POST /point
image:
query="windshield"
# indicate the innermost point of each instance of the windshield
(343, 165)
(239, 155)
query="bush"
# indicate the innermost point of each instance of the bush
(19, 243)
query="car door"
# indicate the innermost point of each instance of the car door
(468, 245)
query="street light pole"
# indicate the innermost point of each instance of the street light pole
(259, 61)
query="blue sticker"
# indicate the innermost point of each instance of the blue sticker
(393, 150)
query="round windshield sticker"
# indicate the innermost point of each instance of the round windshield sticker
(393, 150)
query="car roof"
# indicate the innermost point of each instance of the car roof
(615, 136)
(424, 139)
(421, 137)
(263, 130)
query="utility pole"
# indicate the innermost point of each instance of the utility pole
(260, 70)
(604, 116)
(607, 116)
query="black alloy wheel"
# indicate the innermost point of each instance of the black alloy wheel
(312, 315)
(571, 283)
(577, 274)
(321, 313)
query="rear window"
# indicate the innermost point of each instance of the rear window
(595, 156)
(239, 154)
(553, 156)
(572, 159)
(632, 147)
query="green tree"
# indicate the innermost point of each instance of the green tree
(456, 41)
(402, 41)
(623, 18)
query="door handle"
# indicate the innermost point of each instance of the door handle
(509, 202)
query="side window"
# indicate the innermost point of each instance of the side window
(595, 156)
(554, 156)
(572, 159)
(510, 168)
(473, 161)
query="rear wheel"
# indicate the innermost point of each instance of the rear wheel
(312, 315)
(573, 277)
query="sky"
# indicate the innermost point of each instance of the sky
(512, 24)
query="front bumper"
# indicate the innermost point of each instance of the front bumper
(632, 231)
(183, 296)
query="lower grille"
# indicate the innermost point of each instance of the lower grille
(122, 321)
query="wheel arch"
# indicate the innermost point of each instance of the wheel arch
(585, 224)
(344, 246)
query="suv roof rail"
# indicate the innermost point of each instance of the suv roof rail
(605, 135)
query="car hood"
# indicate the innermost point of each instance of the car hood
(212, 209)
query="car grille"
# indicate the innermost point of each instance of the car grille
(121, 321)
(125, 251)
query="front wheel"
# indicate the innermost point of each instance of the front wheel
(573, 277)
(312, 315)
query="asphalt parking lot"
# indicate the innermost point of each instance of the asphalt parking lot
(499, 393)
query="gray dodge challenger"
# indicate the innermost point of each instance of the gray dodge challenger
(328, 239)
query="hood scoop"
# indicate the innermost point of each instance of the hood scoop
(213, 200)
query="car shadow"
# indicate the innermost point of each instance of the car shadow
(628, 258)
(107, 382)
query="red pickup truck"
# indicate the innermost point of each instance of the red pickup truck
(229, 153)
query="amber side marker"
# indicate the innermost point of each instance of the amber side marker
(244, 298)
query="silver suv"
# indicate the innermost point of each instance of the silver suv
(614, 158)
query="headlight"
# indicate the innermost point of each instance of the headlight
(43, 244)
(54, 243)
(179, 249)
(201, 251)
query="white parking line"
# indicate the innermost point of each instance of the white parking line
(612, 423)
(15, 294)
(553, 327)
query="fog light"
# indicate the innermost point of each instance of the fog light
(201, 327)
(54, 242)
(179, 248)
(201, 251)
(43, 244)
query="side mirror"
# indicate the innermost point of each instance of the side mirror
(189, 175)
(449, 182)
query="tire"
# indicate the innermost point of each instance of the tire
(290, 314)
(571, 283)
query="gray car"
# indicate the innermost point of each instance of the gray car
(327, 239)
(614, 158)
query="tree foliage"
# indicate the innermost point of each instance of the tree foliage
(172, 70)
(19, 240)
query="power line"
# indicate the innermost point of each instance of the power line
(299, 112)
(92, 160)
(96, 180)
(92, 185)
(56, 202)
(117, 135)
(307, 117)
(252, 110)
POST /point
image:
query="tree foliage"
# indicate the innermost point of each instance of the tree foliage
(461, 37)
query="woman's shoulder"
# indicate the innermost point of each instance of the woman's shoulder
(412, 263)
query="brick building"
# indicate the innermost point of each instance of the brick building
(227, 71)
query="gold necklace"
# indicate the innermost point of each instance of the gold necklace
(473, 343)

══════

- _GOAL_: Print every entry exactly as written.

- _SOLUTION TO THIS TASK_:
POST /point
image:
query="windshield"
# indicate the innermost point of each instance of the windshield
(343, 165)
(239, 155)
query="bush"
# indicate the innermost point of each instance of the bush
(19, 243)
query="car door"
# indicate the innermost point of each instance of the car door
(468, 245)
query="street light pole"
# indicate the innermost point of each instance of the street light pole
(259, 61)
query="blue sticker"
# indicate the innermost point of each instance of the blue sticker
(393, 150)
query="round windshield sticker"
# indicate the innermost point of each instance of the round windshield sticker
(393, 150)
query="car roof"
# indicate the innermost point of each instance of the car roof
(615, 136)
(424, 139)
(421, 137)
(263, 130)
query="utility pole"
# indicate the innermost point of each instance of the utility pole
(260, 70)
(604, 116)
(607, 116)
query="black alloy wheel"
# indicate the innermost point of each instance of the black alloy wheel
(312, 315)
(571, 283)
(577, 274)
(321, 313)
query="rear window"
# indicate the innermost point of each instance of the rear window
(595, 156)
(239, 154)
(553, 156)
(572, 159)
(632, 147)
query="green tree"
# indicate the innermost point of each instance of the green tree
(456, 41)
(402, 41)
(623, 18)
query="door handle"
# indicate the innermost point of each instance of the door handle
(509, 202)
query="side window"
# indicate the innermost point of each instance of the side window
(595, 156)
(554, 156)
(572, 159)
(510, 168)
(473, 161)
query="rear wheel"
# indicate the innermost point of each instance of the rear wheel
(312, 315)
(573, 277)
query="sky"
# indicate the innermost point of each instance of the sky
(512, 24)
query="front bumper"
# indicate the innermost point of each instance of the front bumper
(632, 231)
(183, 296)
query="lower grille"
# indicate the innermost point of each instance of the lower grille
(122, 321)
query="wheel arch"
# indicate the innermost point of each instance of the wheel arch
(585, 224)
(344, 246)
query="suv roof rail"
# indicate the innermost point of each instance of the suv roof rail
(605, 135)
query="car hood"
# indicate the innermost point of each instance of the car hood
(212, 209)
query="car grille"
# indicate the innermost point of each instance of the car grille
(121, 321)
(125, 251)
query="front wheel"
# indicate the innermost point of each instance of the front wheel
(573, 277)
(312, 315)
query="asphalt parking lot"
# indicate the innermost point of each instance of the asphalt parking lot
(499, 393)
query="gray dodge challenger"
# indicate the innermost point of each instance of the gray dodge challenger
(328, 239)
query="hood scoop"
# indicate the innermost point of each instance of the hood scoop
(213, 200)
query="car shadow"
# indicate the innermost point of each instance of the car shadow
(628, 258)
(107, 382)
query="red pickup truck"
# indicate the innermost point of each instance of the red pickup truck
(229, 153)
query="amber side marker"
# indicate the innermost point of each instance of the amber side marker
(244, 298)
query="silver suv"
# indicate the innermost point of each instance of the silver suv
(614, 158)
query="headlight"
# indicate the innermost point of each instance of the headlight
(43, 244)
(54, 243)
(179, 249)
(201, 251)
query="white parking line"
# indicate the innermost point of each instance of the white parking line
(612, 423)
(15, 294)
(553, 327)
query="fog light"
# indicate the innermost point of each instance of the fog light
(201, 327)
(54, 242)
(179, 248)
(201, 251)
(43, 244)
query="side mirror"
# indicate the innermost point of each instance of the side mirror
(189, 175)
(449, 182)
query="tire"
# indicate the innermost point of each instance of the tire
(290, 314)
(571, 283)
query="gray car"
# indicate the innermost point of each instance of the gray car
(327, 239)
(614, 158)
query="tree foliage"
# indicate the innermost point of each instance of the tree foliage
(172, 70)
(19, 240)
query="power line"
# indicate the innermost point of each instance of the power line
(299, 112)
(92, 160)
(96, 180)
(92, 185)
(56, 202)
(117, 135)
(307, 117)
(252, 110)
POST /point
image:
query="tree foliage"
# indicate the innermost point of each instance of the tree foliage
(461, 37)
query="woman's shoulder"
# indicate the innermost point of each instance of the woman's shoulder
(412, 263)
query="brick building"
# indicate the innermost point of each instance of the brick building
(227, 71)
query="gold necklace"
# indicate the innermost point of each instance of the gold necklace
(473, 343)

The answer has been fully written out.